:: EXTRAIT FOURNI ::

On est empêtré avec la science, qui ne règle pas ce problème. Les preuves mentent, l’épreuve dit vrai. Les preuves disent comment ça c’est passé pour d’autres, l’épreuve dira comment ça va se passer pour celui-là. Les mots représentent la chose, mais la vie est plus qu’un mot, elle doit être vécue pour être. Les acquis (le savoir encyclopédique, la science…) permettent en effet de se situer, de se débrouiller avec le réel, l’angoisse du moment présent, et toutes les questions en attente de réponse qu’il pose, mais il y a aussi l’histoire personnelle, le contexte particulier, l’éthique, la morale de chacun, le hasard des rencontres, ils introduisent du doute – pas du mensonge (qui aurait à voir avec de l’intention), mais pas de la vérité non plus ; ce serait plutôt du côté de l’incertitude.
Il n’y a qu’une vérité, bien entendu, et une seule : toute vie se solde par la mort. Et la science est un des deux mensonges inventés pour cacher cette vérité. L’autre, c’est la religion.
Quand un patient va voir un soignant, est-ce parce qu’il tient celui-ci pour le bras armé d’une autorité scientifique et politique qui décide dans des réunions savantes et réglementaires de ce qu’est la vérité, générale et universelle, et lui impose des consignes (bonnes pratiques, protocoles…) qui en découleraient ? Ou parce qu’il considère que celui-ci dispose d’une culture – fruit de ses connaissances générales et médicales acquises de sa formation et son information permanentes et continues, des rencontres particulières et intimes de chacun de ses patients, et de la praxis issue de son expérience de la confrontation des premières avec les secondes – qui lui permet de chercher avec le patient la vérité sur ce qui arrive à celui-ci, et même de ce qui leur arrive ? De la première conception, politiquement correcte, à la seconde, commune, le moteur de l’action passe de l’obligation (l’autorité impose sa vérité tenue pour incontestable et universelle) à la confiance (le citoyen se confie pour rechercher dans une rencontre une vérité partagée et unique).

:: DONNÉES PRÉSENTÉES ::
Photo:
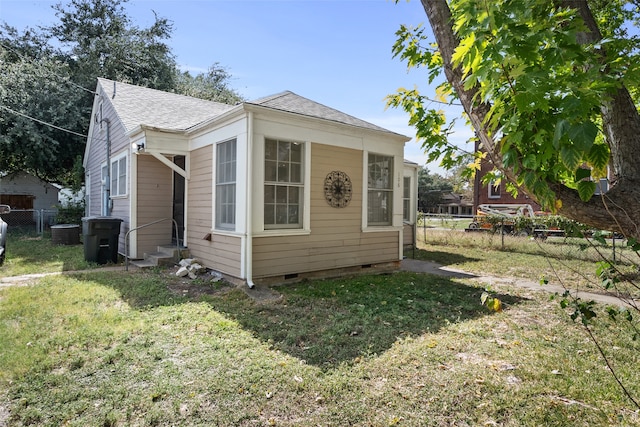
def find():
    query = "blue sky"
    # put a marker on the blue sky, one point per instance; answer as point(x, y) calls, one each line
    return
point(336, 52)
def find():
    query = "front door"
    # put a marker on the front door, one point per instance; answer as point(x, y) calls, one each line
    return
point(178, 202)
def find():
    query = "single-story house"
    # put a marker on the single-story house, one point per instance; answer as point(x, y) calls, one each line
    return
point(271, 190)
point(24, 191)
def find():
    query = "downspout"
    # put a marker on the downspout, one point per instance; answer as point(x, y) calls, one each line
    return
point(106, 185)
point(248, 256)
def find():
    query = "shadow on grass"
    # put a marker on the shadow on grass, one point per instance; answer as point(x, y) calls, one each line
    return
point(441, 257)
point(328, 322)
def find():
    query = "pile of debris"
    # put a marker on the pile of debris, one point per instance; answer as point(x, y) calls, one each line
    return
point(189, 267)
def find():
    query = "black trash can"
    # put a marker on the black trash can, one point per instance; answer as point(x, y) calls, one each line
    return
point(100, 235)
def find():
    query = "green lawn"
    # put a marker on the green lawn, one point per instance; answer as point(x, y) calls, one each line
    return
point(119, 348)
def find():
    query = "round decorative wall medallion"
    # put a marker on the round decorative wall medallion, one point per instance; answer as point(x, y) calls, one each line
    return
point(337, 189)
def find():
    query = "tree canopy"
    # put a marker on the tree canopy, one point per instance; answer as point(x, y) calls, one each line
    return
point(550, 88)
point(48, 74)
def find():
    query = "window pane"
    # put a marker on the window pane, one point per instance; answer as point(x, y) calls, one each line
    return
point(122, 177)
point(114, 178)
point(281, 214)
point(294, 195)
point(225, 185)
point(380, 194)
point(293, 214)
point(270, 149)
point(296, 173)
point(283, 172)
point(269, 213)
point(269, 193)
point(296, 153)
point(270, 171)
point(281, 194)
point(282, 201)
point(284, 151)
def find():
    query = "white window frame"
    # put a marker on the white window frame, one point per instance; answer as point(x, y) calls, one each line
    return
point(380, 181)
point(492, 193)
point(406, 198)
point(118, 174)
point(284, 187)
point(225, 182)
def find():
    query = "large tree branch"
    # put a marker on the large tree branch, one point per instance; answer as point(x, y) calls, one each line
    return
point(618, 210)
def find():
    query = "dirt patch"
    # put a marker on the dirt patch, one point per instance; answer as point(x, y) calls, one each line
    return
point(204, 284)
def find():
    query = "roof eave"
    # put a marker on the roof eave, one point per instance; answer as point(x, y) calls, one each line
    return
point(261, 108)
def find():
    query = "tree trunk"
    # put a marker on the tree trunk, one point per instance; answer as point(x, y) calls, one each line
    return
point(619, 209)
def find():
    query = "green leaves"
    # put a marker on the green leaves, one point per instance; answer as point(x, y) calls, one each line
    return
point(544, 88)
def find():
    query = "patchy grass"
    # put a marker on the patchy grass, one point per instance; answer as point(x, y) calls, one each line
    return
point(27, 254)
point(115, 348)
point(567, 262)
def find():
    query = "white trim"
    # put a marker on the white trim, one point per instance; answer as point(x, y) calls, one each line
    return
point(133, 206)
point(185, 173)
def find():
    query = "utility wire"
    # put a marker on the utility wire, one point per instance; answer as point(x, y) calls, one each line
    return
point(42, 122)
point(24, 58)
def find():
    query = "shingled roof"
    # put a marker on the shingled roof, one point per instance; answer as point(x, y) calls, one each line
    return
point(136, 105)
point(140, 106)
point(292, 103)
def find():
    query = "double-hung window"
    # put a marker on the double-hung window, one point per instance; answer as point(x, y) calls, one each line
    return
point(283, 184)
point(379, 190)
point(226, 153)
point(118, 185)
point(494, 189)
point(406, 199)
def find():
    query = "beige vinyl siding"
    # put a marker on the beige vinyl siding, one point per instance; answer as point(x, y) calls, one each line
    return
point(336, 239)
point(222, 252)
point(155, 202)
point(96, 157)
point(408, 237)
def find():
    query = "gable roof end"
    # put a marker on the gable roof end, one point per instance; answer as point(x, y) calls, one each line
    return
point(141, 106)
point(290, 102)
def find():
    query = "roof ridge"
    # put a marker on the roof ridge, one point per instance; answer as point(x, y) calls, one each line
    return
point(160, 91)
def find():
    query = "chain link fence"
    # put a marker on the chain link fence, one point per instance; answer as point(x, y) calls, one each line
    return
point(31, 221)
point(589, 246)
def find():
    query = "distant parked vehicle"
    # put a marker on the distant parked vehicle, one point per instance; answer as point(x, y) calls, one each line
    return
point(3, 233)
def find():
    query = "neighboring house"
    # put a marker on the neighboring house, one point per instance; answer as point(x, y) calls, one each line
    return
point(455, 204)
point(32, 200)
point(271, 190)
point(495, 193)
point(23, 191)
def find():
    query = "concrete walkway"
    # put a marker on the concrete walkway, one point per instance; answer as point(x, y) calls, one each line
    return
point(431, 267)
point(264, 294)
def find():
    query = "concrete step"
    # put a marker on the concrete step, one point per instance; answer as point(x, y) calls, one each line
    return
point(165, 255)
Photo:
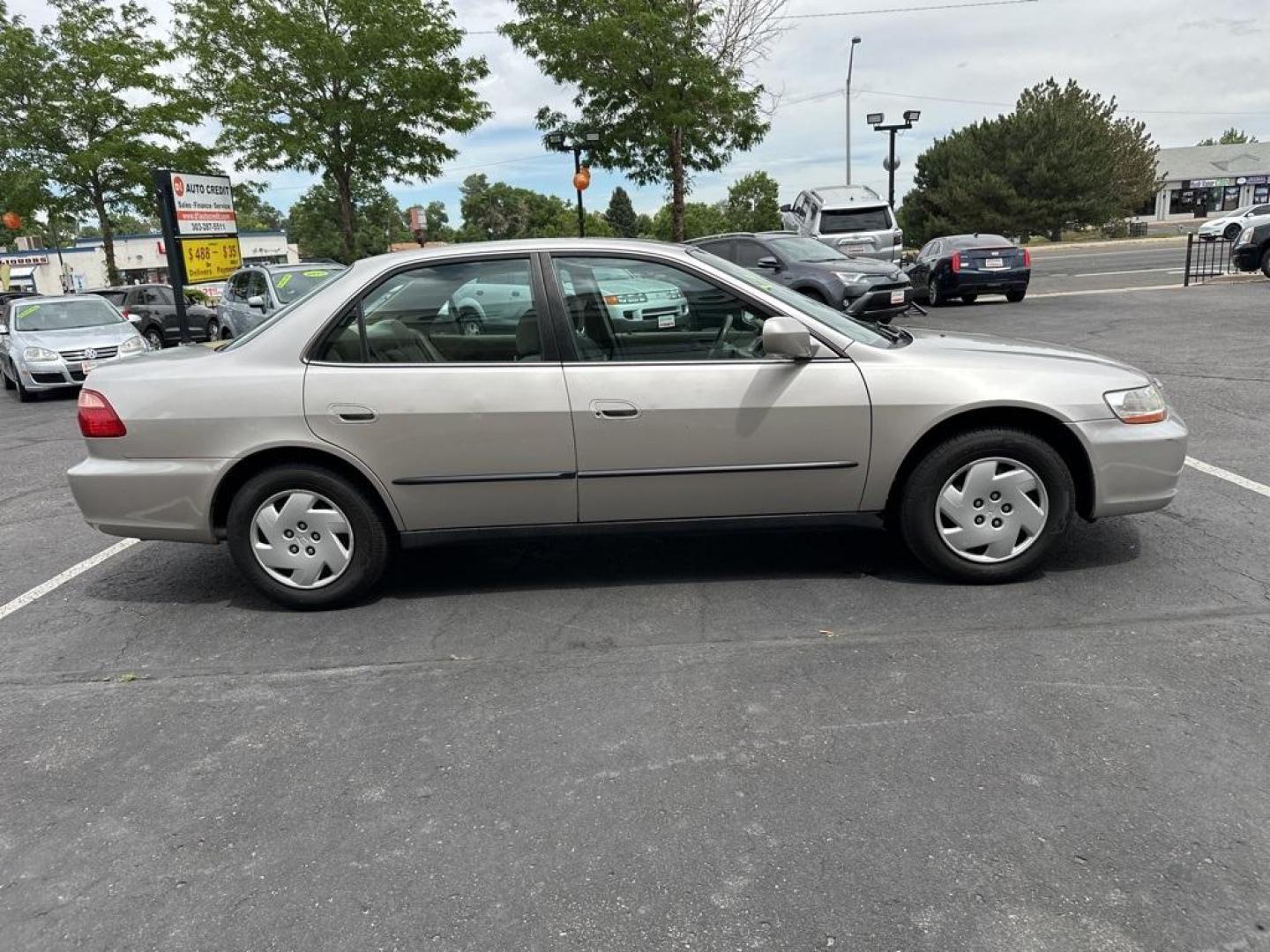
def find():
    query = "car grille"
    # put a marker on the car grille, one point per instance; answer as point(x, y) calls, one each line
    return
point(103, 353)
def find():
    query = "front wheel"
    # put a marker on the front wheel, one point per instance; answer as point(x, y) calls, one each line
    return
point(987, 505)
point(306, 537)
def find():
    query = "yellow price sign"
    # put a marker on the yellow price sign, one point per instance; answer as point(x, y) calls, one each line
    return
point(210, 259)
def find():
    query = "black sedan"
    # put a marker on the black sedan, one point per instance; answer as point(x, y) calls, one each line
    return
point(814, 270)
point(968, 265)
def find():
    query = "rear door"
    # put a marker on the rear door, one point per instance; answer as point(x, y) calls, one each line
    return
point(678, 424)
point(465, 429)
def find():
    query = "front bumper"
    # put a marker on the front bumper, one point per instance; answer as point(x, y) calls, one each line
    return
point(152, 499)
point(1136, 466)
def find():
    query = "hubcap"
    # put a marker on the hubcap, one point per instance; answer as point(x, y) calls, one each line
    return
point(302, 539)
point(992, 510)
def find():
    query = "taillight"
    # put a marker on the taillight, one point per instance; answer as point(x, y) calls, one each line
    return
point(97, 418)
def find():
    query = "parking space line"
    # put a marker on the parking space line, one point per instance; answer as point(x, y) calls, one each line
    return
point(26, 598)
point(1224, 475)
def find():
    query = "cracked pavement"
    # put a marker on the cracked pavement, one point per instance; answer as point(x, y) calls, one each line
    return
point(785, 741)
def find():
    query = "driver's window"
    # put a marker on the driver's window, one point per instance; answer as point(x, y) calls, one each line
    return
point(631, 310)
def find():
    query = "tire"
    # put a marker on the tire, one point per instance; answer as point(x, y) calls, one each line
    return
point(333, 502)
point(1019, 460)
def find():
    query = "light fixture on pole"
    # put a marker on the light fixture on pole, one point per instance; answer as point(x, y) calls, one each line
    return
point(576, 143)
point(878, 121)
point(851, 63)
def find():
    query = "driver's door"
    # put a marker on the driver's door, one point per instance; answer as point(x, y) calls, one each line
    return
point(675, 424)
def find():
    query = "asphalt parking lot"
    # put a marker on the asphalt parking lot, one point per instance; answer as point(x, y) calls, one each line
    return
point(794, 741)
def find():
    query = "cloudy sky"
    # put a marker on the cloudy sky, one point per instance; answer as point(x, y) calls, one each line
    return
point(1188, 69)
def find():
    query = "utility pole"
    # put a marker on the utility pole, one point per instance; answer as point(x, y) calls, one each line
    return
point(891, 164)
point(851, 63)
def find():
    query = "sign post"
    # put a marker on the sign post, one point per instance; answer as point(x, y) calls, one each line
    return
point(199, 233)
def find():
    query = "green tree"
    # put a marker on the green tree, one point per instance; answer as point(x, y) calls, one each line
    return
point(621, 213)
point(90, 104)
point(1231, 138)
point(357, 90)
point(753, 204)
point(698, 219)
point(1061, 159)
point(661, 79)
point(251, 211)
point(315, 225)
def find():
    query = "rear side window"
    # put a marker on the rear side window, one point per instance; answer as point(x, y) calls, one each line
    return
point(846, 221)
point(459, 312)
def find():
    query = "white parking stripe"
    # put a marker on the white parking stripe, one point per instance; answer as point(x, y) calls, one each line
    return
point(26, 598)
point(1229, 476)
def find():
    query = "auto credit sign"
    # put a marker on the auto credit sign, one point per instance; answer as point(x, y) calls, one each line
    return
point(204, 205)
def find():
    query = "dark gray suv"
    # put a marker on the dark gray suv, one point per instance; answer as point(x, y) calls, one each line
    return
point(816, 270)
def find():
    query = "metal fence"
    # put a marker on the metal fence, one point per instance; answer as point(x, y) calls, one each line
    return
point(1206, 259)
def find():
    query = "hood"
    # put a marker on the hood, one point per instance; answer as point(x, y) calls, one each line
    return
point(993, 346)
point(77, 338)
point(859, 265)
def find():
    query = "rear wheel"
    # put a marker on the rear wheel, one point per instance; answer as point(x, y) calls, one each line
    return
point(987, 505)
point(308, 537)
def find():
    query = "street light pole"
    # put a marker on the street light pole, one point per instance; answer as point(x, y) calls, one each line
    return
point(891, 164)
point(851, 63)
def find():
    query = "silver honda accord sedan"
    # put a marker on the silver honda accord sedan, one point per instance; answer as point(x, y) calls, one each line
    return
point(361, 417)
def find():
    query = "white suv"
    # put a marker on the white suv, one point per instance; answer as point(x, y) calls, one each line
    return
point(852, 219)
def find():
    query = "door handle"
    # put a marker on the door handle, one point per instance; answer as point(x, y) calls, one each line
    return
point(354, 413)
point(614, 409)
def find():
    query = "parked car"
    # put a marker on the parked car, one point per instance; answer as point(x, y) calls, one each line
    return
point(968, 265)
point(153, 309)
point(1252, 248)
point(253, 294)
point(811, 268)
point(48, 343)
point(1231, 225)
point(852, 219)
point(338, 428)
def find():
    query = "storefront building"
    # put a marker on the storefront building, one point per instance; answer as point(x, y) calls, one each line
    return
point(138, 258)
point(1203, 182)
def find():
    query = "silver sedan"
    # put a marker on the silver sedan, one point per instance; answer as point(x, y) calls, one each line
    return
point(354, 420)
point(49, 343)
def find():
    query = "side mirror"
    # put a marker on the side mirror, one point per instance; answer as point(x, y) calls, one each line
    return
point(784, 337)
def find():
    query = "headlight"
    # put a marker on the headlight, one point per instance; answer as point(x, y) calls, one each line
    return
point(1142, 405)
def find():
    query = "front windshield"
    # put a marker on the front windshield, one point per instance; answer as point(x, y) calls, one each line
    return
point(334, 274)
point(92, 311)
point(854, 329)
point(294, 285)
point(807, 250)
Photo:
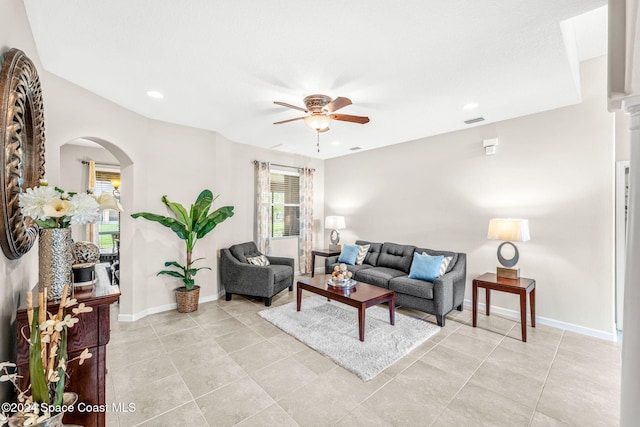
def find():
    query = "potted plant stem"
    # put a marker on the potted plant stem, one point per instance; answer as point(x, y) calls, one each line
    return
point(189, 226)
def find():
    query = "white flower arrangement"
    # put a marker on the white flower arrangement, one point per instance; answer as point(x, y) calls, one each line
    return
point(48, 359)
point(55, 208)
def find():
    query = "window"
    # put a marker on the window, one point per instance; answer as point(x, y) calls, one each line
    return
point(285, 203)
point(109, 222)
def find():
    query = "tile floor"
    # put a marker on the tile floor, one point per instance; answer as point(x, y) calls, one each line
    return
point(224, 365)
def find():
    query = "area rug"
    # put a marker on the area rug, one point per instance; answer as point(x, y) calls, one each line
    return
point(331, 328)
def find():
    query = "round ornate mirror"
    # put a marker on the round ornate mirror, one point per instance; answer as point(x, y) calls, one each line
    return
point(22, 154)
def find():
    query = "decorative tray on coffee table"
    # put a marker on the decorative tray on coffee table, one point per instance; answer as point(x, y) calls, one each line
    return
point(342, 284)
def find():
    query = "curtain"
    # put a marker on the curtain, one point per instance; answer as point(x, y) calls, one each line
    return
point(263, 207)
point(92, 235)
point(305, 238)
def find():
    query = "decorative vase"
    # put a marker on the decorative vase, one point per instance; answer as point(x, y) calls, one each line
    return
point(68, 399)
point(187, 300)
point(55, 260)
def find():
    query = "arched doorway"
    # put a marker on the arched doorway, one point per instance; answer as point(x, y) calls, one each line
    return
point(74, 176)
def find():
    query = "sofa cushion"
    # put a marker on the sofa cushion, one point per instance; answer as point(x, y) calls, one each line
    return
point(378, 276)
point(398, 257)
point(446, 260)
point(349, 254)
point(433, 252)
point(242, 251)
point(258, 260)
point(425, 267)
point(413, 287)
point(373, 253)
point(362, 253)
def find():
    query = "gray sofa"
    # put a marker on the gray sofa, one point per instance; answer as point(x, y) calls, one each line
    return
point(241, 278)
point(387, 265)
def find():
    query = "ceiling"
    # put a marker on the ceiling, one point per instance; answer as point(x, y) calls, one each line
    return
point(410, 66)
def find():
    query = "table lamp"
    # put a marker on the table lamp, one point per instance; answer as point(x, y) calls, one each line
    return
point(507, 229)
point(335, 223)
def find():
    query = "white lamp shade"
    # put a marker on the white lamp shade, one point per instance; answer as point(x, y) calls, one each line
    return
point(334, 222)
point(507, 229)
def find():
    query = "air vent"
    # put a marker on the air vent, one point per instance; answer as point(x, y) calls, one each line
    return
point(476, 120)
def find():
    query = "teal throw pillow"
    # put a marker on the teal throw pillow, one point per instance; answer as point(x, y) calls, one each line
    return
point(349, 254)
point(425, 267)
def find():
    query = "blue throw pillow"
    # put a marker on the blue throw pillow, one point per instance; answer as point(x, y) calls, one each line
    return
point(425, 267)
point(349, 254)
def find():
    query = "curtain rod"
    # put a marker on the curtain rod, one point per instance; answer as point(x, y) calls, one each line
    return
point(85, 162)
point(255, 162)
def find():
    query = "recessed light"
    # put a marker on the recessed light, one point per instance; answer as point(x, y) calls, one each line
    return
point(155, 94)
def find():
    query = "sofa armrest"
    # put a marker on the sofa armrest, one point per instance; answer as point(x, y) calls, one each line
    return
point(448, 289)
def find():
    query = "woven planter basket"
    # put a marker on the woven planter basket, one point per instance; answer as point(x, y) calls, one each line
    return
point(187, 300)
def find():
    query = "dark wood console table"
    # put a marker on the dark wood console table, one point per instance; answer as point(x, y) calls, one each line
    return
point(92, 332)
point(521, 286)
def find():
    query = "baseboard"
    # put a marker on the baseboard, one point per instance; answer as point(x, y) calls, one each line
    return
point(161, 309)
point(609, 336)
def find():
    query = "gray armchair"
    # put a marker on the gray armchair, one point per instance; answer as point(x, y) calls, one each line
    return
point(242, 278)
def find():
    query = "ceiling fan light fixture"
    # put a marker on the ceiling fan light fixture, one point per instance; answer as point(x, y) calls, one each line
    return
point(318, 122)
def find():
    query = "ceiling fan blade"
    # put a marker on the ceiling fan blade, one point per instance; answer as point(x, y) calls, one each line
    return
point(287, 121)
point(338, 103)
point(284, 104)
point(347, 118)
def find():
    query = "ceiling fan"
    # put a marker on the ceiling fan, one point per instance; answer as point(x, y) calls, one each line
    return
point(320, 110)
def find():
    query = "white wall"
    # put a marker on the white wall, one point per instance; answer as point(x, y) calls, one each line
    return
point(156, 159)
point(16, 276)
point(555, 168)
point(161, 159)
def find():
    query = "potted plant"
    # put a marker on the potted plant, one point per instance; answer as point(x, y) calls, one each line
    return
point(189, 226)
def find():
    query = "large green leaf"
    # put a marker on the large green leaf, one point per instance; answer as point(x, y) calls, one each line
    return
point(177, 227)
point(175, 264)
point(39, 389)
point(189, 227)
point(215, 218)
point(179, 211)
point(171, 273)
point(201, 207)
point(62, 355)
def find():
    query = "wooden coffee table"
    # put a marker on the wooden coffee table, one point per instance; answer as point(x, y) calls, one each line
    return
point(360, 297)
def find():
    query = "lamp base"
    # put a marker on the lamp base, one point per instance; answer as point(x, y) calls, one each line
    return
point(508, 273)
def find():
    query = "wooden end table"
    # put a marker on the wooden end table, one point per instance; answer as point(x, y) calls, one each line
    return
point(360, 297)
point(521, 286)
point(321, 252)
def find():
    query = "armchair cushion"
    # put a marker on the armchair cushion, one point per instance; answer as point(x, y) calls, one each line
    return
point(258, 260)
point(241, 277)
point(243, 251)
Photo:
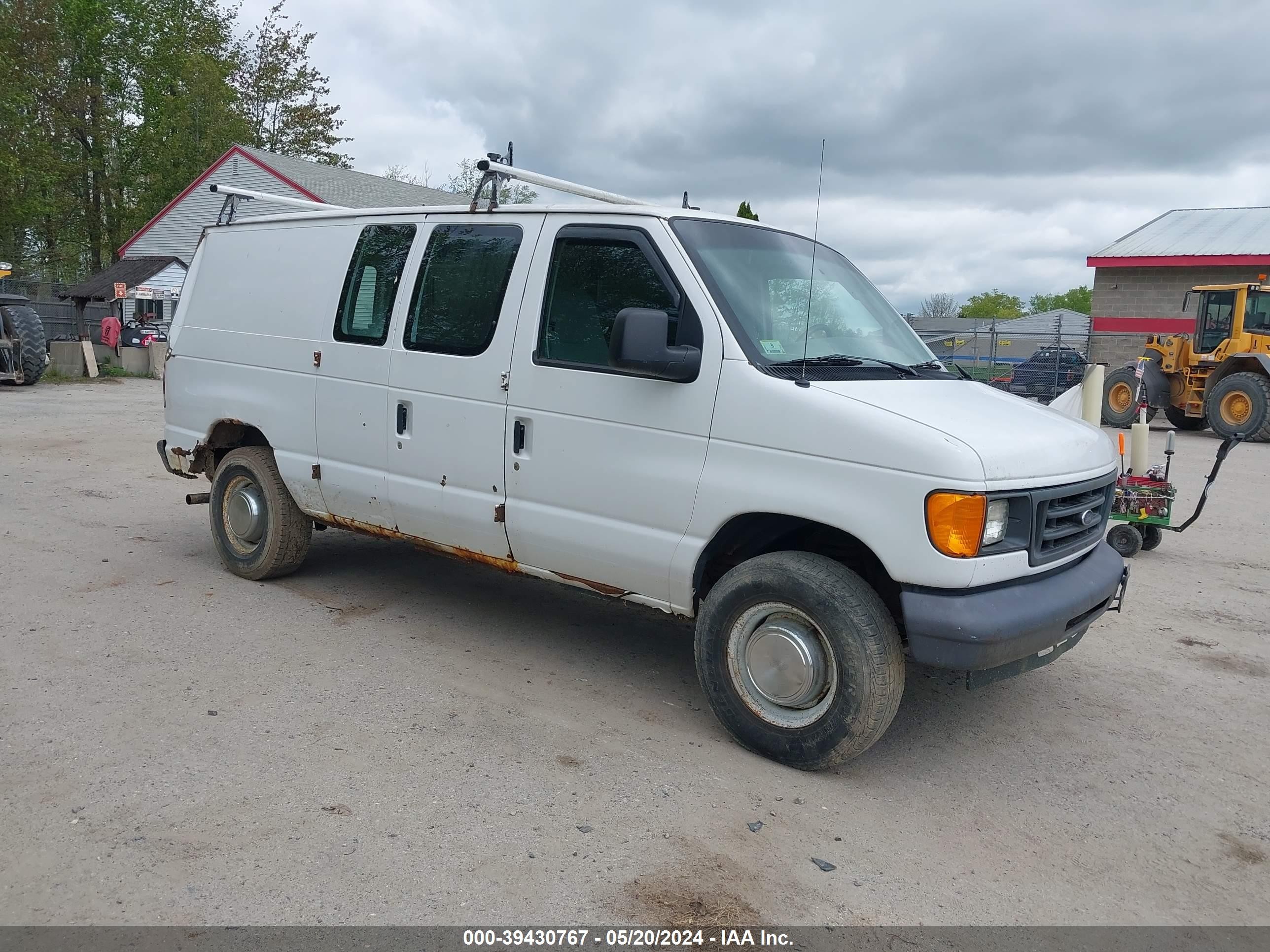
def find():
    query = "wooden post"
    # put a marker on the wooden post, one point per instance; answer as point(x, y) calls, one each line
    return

:: ACTIVITÉ ::
D'après l'extrait fourni, qu'est-ce qui, à côté des acquis, introduit du doute ? Énumérez-les tous. Ce matériel provient d'une source distincte de l'extrait.

:: CORRIGÉ ::
- l'histoire personnelle
- le contexte particulier
- l'éthique
- la morale de chacun
- le hasard des rencontres